__Directions for this task__:
Please restate exactly what appears in the records below from the first line to the line where "column 1, row 445" is, that line included.

__Natural language region descriptions__:

+ + + + +

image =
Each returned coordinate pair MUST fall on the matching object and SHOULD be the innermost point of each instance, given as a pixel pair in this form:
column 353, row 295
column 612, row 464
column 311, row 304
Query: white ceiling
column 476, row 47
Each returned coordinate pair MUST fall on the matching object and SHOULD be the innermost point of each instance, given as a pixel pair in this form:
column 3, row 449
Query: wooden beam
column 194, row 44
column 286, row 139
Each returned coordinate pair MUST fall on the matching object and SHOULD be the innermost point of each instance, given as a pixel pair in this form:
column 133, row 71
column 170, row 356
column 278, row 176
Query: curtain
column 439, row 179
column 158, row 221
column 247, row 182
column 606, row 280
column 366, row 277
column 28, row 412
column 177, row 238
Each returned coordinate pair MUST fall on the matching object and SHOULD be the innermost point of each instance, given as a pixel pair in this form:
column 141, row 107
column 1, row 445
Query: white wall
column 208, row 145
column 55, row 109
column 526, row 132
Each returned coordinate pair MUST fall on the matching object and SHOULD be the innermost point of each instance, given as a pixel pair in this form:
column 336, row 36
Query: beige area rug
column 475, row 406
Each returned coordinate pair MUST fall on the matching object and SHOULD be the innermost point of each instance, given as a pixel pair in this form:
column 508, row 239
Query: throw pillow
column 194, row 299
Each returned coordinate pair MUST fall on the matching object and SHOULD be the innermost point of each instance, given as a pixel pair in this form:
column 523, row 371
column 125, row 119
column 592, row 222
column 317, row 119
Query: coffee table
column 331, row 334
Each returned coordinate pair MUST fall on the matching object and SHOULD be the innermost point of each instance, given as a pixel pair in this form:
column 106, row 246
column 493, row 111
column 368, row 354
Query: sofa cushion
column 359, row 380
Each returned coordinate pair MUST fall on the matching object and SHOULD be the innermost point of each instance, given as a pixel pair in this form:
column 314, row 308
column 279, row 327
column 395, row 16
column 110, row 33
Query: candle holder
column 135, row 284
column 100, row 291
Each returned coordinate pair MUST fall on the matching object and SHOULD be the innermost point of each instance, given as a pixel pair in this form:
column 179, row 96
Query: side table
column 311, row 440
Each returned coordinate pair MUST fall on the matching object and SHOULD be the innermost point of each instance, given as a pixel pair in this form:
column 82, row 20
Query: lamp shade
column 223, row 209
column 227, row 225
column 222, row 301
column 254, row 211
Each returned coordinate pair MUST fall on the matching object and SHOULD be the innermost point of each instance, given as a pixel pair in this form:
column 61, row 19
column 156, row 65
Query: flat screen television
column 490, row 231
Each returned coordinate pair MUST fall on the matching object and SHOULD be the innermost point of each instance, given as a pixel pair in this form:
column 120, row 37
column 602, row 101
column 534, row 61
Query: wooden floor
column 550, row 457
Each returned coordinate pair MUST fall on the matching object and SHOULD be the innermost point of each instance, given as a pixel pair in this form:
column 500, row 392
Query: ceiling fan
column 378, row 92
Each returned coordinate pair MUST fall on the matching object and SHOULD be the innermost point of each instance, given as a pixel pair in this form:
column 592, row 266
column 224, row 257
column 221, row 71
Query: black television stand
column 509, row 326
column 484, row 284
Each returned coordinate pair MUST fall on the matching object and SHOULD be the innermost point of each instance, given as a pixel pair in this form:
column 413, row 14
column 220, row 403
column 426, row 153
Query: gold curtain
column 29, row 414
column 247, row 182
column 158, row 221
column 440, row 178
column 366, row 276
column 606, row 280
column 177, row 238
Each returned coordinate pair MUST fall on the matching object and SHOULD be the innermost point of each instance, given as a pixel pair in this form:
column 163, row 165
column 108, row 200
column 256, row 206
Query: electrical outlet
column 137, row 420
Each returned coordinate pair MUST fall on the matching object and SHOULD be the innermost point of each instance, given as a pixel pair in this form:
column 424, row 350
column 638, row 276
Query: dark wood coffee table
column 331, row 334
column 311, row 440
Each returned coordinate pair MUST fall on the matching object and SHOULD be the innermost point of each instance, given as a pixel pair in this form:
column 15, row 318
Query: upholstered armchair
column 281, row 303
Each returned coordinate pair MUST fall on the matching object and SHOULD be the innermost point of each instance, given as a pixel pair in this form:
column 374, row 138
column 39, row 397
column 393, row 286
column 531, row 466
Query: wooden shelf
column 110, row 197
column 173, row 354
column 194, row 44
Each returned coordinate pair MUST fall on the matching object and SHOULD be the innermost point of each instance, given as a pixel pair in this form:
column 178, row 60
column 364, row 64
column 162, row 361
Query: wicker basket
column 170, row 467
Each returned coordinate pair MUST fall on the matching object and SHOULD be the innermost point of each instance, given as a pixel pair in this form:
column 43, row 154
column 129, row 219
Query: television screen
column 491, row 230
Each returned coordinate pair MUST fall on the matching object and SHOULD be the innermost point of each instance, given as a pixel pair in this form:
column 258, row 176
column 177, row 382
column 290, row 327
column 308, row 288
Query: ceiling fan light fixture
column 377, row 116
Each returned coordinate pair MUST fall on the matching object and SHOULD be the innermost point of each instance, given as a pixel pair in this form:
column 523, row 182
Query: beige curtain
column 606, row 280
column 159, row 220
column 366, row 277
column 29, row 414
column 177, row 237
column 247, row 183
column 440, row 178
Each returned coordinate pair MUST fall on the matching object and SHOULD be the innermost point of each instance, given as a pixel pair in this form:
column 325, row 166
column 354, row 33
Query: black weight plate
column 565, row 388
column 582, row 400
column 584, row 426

+ + + + +

__Written solution__:
image =
Each returned coordinate pair MUST fall on the matching object and SHOULD be the innermost point of each instance, given as a pixel pair in this form:
column 353, row 295
column 612, row 464
column 311, row 304
Query: white ceiling
column 476, row 47
Each returned coordinate pair MUST fall on the matching object and SHOULD be the innermost point of each instance, given as a pixel pair in this form:
column 3, row 449
Query: wooden beam
column 194, row 44
column 286, row 139
Each returned coordinate pair MUST fall on the matching object and SHOULD be the innermost point of each instance, given as a pixel pair in this form:
column 133, row 71
column 170, row 356
column 278, row 176
Query: curtain
column 439, row 179
column 158, row 221
column 247, row 182
column 606, row 280
column 366, row 277
column 28, row 412
column 177, row 238
Each returned coordinate pair MUST fall on the matching object and SHOULD be the innermost point of each instance, given as a pixel pair in this form:
column 141, row 107
column 1, row 445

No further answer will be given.